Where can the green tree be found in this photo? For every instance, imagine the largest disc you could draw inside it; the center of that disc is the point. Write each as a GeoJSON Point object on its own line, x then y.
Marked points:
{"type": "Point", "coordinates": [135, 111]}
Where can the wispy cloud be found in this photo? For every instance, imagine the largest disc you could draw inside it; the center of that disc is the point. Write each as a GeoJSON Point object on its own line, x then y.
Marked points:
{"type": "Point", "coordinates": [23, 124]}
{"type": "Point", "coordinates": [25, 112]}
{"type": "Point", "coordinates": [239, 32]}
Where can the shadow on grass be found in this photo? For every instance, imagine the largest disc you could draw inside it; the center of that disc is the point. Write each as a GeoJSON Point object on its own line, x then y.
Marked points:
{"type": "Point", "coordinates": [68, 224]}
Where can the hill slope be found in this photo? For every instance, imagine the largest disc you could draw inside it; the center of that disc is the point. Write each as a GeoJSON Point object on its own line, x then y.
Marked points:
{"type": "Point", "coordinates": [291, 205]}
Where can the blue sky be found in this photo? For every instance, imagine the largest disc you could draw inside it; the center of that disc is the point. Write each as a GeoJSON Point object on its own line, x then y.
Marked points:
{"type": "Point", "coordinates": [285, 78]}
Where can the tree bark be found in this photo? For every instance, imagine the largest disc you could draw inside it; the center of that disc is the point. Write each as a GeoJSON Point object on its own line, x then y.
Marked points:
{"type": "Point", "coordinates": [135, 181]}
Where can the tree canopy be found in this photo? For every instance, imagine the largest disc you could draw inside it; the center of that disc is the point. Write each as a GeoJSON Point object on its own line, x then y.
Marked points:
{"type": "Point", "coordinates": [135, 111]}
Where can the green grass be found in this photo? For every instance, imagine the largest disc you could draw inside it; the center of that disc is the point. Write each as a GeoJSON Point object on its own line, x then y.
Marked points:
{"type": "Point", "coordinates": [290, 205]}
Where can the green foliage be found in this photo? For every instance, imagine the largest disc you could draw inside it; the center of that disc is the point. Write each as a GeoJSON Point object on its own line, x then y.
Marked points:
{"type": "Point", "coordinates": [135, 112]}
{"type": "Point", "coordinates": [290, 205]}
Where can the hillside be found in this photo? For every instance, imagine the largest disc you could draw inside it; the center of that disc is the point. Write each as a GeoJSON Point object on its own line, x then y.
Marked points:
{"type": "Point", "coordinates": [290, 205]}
= = =
Every one of the entries must be printed exactly.

Where can the green tree be found in this photo? For every instance, imagine the largest disc you could draw inside it; the center of that disc is the point. Write each as a GeoJSON Point object on its own line, x then y.
Marked points:
{"type": "Point", "coordinates": [135, 111]}
Where can the wispy cloud be found in this photo? For every instance, imagine the largest disc you could draw inside it; the center of that disc is the point. Write each as a GeoJSON Point object on its own line, x then y.
Marked points:
{"type": "Point", "coordinates": [23, 124]}
{"type": "Point", "coordinates": [25, 112]}
{"type": "Point", "coordinates": [239, 32]}
Where can the shadow on grass be found in this photo? For every instance, imagine the largest disc you could draw inside it; the center of that disc is the point. Write each as a GeoJSON Point object on its own line, x then y.
Marked points:
{"type": "Point", "coordinates": [68, 224]}
Where can the hill slope be found in this photo? For every instance, imagine the largest disc you could draw inside it; the center of that disc is the point. Write each as a GeoJSON Point object on its own line, x then y.
Marked points:
{"type": "Point", "coordinates": [291, 205]}
Where can the blue sky be found in this photo? For every instance, imagine the largest disc you could draw inside it; the center of that disc is the point. Write each as a GeoJSON Point object on its own line, x then y.
Marked points:
{"type": "Point", "coordinates": [285, 78]}
Where can the tree bark be found in this photo? For every instance, imagine the largest disc you could draw inside it; the center of that disc is the point. Write each as a GeoJSON Point object on its own line, x then y.
Marked points:
{"type": "Point", "coordinates": [135, 181]}
Where can the tree canopy be found in this photo? For every instance, imagine the largest disc you could draw inside it; the center of that disc is the point. Write each as a GeoJSON Point object on its own line, x then y.
Marked points:
{"type": "Point", "coordinates": [135, 111]}
Where can the green grass be found in this photo? For every instance, imagine the largest disc you could draw inside it; the center of that disc is the point. Write each as a GeoJSON Point object on its own line, x then y.
Marked points:
{"type": "Point", "coordinates": [290, 205]}
Where can the green foliage be found in this photo? For every instance, imagine the largest disc you could draw inside it; the center of that disc is the point. Write each as a GeoJSON Point object on its own line, x then y.
Marked points:
{"type": "Point", "coordinates": [135, 112]}
{"type": "Point", "coordinates": [290, 205]}
Where can the hillside be found in this photo? For every instance, imagine the largest disc you could draw inside it; the center of that disc is the point. Write each as a GeoJSON Point object on its own line, x then y.
Marked points:
{"type": "Point", "coordinates": [290, 205]}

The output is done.